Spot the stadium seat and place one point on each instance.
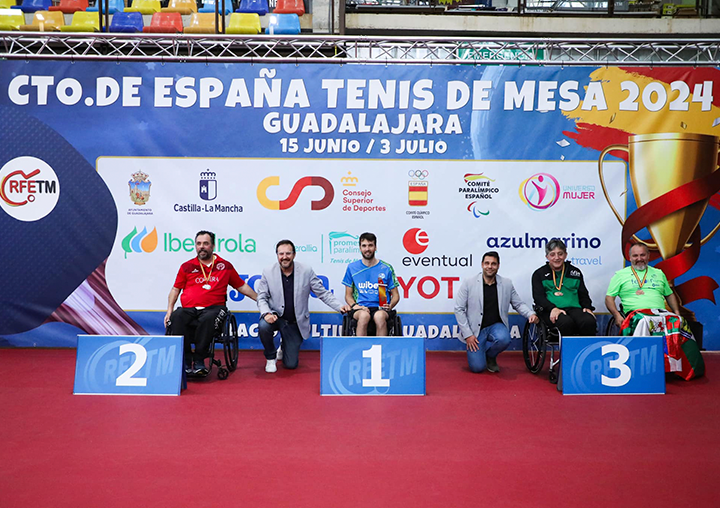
(209, 6)
(244, 23)
(83, 22)
(290, 7)
(113, 6)
(127, 22)
(144, 6)
(181, 6)
(201, 23)
(165, 23)
(283, 24)
(70, 6)
(33, 6)
(45, 21)
(11, 20)
(259, 7)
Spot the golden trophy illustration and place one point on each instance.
(665, 163)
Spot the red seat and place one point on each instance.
(290, 7)
(70, 6)
(165, 22)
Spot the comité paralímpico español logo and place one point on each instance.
(540, 191)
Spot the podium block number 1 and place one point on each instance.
(376, 379)
(126, 378)
(618, 363)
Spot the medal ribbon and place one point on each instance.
(698, 288)
(202, 267)
(562, 278)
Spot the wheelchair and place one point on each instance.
(349, 326)
(537, 340)
(227, 336)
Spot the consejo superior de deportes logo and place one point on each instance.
(289, 202)
(29, 188)
(540, 191)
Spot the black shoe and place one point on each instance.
(200, 369)
(492, 364)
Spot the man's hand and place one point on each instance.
(472, 343)
(270, 317)
(555, 313)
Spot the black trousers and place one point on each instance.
(198, 326)
(574, 323)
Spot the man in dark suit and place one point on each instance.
(283, 295)
(481, 310)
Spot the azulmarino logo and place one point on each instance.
(142, 242)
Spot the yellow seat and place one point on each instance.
(181, 6)
(144, 7)
(83, 22)
(11, 19)
(45, 21)
(244, 23)
(201, 23)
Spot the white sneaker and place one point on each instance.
(271, 366)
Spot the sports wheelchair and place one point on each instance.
(537, 339)
(349, 327)
(226, 335)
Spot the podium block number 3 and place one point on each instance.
(618, 363)
(126, 378)
(376, 379)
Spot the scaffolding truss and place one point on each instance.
(343, 50)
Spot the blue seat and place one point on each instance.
(113, 6)
(127, 22)
(34, 5)
(209, 6)
(283, 24)
(257, 6)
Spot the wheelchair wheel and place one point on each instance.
(534, 346)
(230, 343)
(612, 329)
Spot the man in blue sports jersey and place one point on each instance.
(367, 282)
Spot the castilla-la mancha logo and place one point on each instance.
(29, 188)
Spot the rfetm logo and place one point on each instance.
(29, 188)
(142, 242)
(289, 202)
(540, 191)
(415, 241)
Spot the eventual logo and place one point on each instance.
(540, 191)
(139, 186)
(415, 241)
(140, 242)
(349, 181)
(208, 186)
(289, 202)
(418, 187)
(29, 188)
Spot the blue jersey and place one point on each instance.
(364, 281)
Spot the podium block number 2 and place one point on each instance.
(618, 363)
(126, 378)
(376, 379)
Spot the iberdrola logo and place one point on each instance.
(142, 242)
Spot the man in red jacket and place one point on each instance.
(203, 281)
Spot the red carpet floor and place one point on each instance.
(261, 440)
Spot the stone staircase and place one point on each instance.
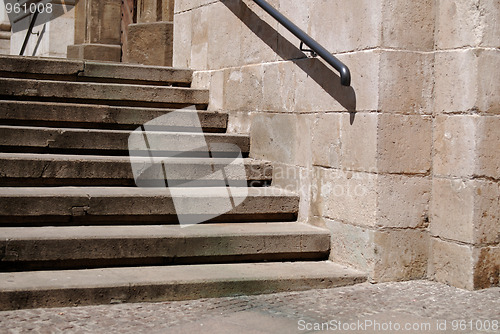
(76, 230)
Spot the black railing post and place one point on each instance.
(28, 34)
(345, 74)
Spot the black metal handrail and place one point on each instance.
(29, 33)
(345, 74)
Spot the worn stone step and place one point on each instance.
(31, 113)
(130, 205)
(110, 142)
(83, 247)
(89, 70)
(102, 93)
(29, 169)
(153, 284)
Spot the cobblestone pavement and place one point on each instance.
(426, 307)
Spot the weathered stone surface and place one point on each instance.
(47, 68)
(243, 88)
(404, 144)
(487, 267)
(41, 139)
(297, 180)
(358, 143)
(104, 117)
(104, 92)
(108, 52)
(66, 170)
(466, 211)
(407, 26)
(340, 17)
(466, 80)
(182, 42)
(352, 245)
(102, 286)
(403, 201)
(467, 23)
(326, 141)
(151, 43)
(70, 204)
(345, 196)
(400, 255)
(451, 263)
(199, 243)
(467, 145)
(406, 82)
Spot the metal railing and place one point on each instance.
(29, 32)
(345, 74)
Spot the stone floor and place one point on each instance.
(426, 307)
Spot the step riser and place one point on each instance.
(39, 173)
(99, 116)
(53, 140)
(73, 206)
(158, 293)
(118, 285)
(23, 255)
(111, 94)
(72, 70)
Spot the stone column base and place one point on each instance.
(106, 52)
(151, 43)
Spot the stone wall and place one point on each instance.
(403, 167)
(465, 221)
(51, 37)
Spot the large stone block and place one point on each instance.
(400, 255)
(458, 24)
(150, 43)
(224, 31)
(467, 23)
(467, 145)
(259, 33)
(359, 135)
(182, 39)
(199, 38)
(342, 26)
(408, 25)
(466, 210)
(352, 245)
(297, 180)
(243, 88)
(385, 255)
(406, 82)
(95, 52)
(467, 81)
(465, 266)
(273, 137)
(404, 144)
(326, 140)
(345, 196)
(403, 201)
(149, 11)
(451, 263)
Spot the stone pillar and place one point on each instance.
(150, 40)
(4, 30)
(97, 30)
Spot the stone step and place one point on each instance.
(31, 206)
(35, 170)
(84, 247)
(66, 115)
(153, 284)
(88, 70)
(110, 142)
(102, 93)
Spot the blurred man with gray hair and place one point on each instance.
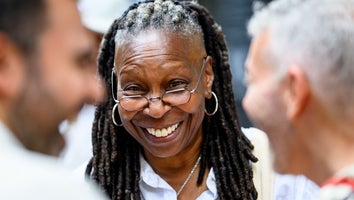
(300, 74)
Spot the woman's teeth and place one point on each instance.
(162, 132)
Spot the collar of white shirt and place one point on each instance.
(152, 186)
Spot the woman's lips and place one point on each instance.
(162, 132)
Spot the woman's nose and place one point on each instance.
(156, 108)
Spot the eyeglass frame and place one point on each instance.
(149, 100)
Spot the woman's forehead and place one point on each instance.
(156, 43)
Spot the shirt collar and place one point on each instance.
(152, 180)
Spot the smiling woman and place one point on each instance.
(169, 128)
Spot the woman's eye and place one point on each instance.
(133, 90)
(177, 84)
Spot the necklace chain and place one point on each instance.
(189, 176)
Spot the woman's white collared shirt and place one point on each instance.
(152, 186)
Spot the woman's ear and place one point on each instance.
(208, 77)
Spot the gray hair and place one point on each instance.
(317, 35)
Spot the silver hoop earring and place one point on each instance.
(216, 106)
(113, 116)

..............................

— What to work on —
Repeat the full listing above exactly, with no pictures in the copy.

— In response —
Spot the stadium seat and place one point on each instance.
(209, 6)
(244, 23)
(83, 22)
(290, 7)
(113, 6)
(127, 22)
(144, 6)
(181, 6)
(201, 23)
(165, 23)
(283, 24)
(70, 6)
(33, 6)
(45, 21)
(11, 20)
(259, 7)
Spot the golden trophy illustration and place one point on each instance.
(665, 163)
Spot the red seat and place one point on each instance.
(290, 7)
(70, 6)
(165, 22)
Spot the comité paralímpico español logo and place one point on each instance.
(540, 191)
Spot the podium block number 1 and place one point on each instance.
(376, 379)
(126, 378)
(618, 363)
Spot the medal ribbon and place one point on each instance.
(698, 288)
(202, 267)
(562, 278)
Spot the wheelchair and place one point on each instance.
(349, 326)
(537, 340)
(227, 336)
Spot the consejo superior de deportes logo and place one point on each instance.
(289, 202)
(29, 188)
(540, 191)
Spot the black shoe and place one point on each instance.
(200, 369)
(492, 364)
Spot the man's hand and place one point on each instance.
(472, 343)
(270, 317)
(555, 313)
Spot the black trousers and place one point on each instance.
(198, 326)
(574, 323)
Spot the man in dark suit and place one point on each instance.
(283, 295)
(481, 310)
Spot the azulmarino logo and place one point on each instance.
(142, 242)
Spot the yellow seat and place one point on each instance.
(181, 6)
(144, 7)
(83, 22)
(11, 19)
(45, 21)
(244, 23)
(201, 23)
Spot the white sneaker and place one point on each instance.
(271, 366)
Spot the sports wheelchair and place one point on each instance.
(537, 339)
(349, 327)
(226, 335)
Spot the podium block number 3 and place one point on each instance.
(618, 363)
(126, 378)
(376, 379)
Spot the scaffolding truss and place one point on each instance.
(343, 50)
Spot the blue seat and place one point on each instance.
(113, 6)
(127, 22)
(34, 5)
(209, 6)
(283, 24)
(257, 6)
Spot the wheelchair wheel and place one point on each instance.
(534, 346)
(230, 343)
(612, 329)
Spot the man in blue sports jersey and place one point on each instance.
(367, 282)
Spot the castilla-la mancha logo and place one point on each instance.
(29, 188)
Spot the rfetm logo and place one point on each instance.
(29, 188)
(142, 242)
(289, 202)
(540, 191)
(415, 241)
Spot the eventual logo and place one point on each instance.
(540, 191)
(139, 186)
(415, 241)
(140, 242)
(349, 181)
(208, 186)
(289, 202)
(418, 187)
(29, 188)
Spot the blue jersey and place one point on each instance.
(364, 281)
Spot the podium block number 2 and place one point on each instance.
(618, 363)
(126, 378)
(376, 379)
Spot the iberdrola logo and place one point on each instance.
(142, 242)
Spot the man in red jacket and place one point on each instance.
(203, 281)
Spot the red carpet floor and place one point on each instance.
(261, 440)
Spot the stone staircase and place one point on each instance.
(76, 230)
Spot the black railing post and place one point on each instance.
(28, 34)
(345, 74)
Spot the black metal handrail and place one point on each instance.
(29, 33)
(345, 74)
Spot the worn stone step and place one point on each instance.
(31, 113)
(130, 205)
(110, 142)
(83, 247)
(89, 70)
(102, 93)
(29, 169)
(153, 284)
Spot the cobblestone pavement and place one point on each instance.
(426, 307)
Spot the weathered stone surface and place one point on each instance.
(47, 68)
(243, 88)
(404, 144)
(487, 267)
(41, 139)
(297, 180)
(358, 143)
(104, 117)
(104, 92)
(108, 52)
(66, 170)
(466, 211)
(407, 26)
(340, 17)
(466, 80)
(182, 42)
(352, 245)
(102, 286)
(403, 201)
(467, 23)
(326, 141)
(151, 43)
(70, 204)
(345, 196)
(400, 255)
(451, 263)
(199, 243)
(467, 145)
(406, 82)
Spot the metal railing and place one point on each instance.
(29, 32)
(345, 74)
Spot the stone floor and place one point on each instance.
(426, 307)
Spot the step riser and place one point on each instance.
(39, 173)
(99, 116)
(53, 140)
(73, 206)
(158, 293)
(118, 285)
(23, 255)
(111, 94)
(72, 70)
Spot the stone column base and place one point on each instance.
(106, 52)
(151, 43)
Spot the stone wall and place one point on each instance.
(403, 167)
(465, 221)
(51, 37)
Spot the large stone block and place one point on each instance.
(400, 255)
(458, 24)
(150, 43)
(224, 31)
(467, 23)
(467, 145)
(259, 33)
(359, 135)
(182, 39)
(199, 38)
(342, 26)
(408, 25)
(466, 210)
(352, 245)
(297, 180)
(243, 88)
(385, 255)
(406, 82)
(95, 52)
(467, 81)
(465, 266)
(273, 137)
(404, 144)
(326, 140)
(345, 196)
(403, 201)
(149, 11)
(451, 263)
Spot the stone pillar and place one point on each instance.
(150, 40)
(4, 30)
(97, 30)
Spot the stone step and place one point on each instance.
(31, 206)
(35, 170)
(84, 247)
(66, 115)
(153, 284)
(88, 70)
(110, 142)
(102, 93)
Spot the blurred man with gray hair and place one point on each instance.
(300, 74)
Spot the woman's teeth and place one point on each instance.
(162, 132)
Spot the collar of white shirt and place one point on each instance.
(152, 186)
Spot the woman's lips and place one point on each instance.
(162, 132)
Spot the woman's nose and place one point on each instance.
(156, 108)
Spot the eyeglass frame and place one point on each instance.
(149, 100)
Spot the woman's forehead and place one point on each instance.
(156, 43)
Spot the shirt collar and place one point on each instance.
(152, 180)
Spot the smiling woman and place one point on each instance.
(169, 128)
Spot the woman's eye and place one point on each instance.
(133, 90)
(177, 84)
Spot the necklace chain and place one point on each instance.
(189, 176)
Spot the woman's white collared shirt and place one point on each instance.
(152, 186)
Spot the woman's ear and place one point on each instance.
(208, 77)
Spot the gray hair and place one point on each instance.
(317, 35)
Spot the silver hoop earring and place one point on each instance.
(216, 106)
(113, 116)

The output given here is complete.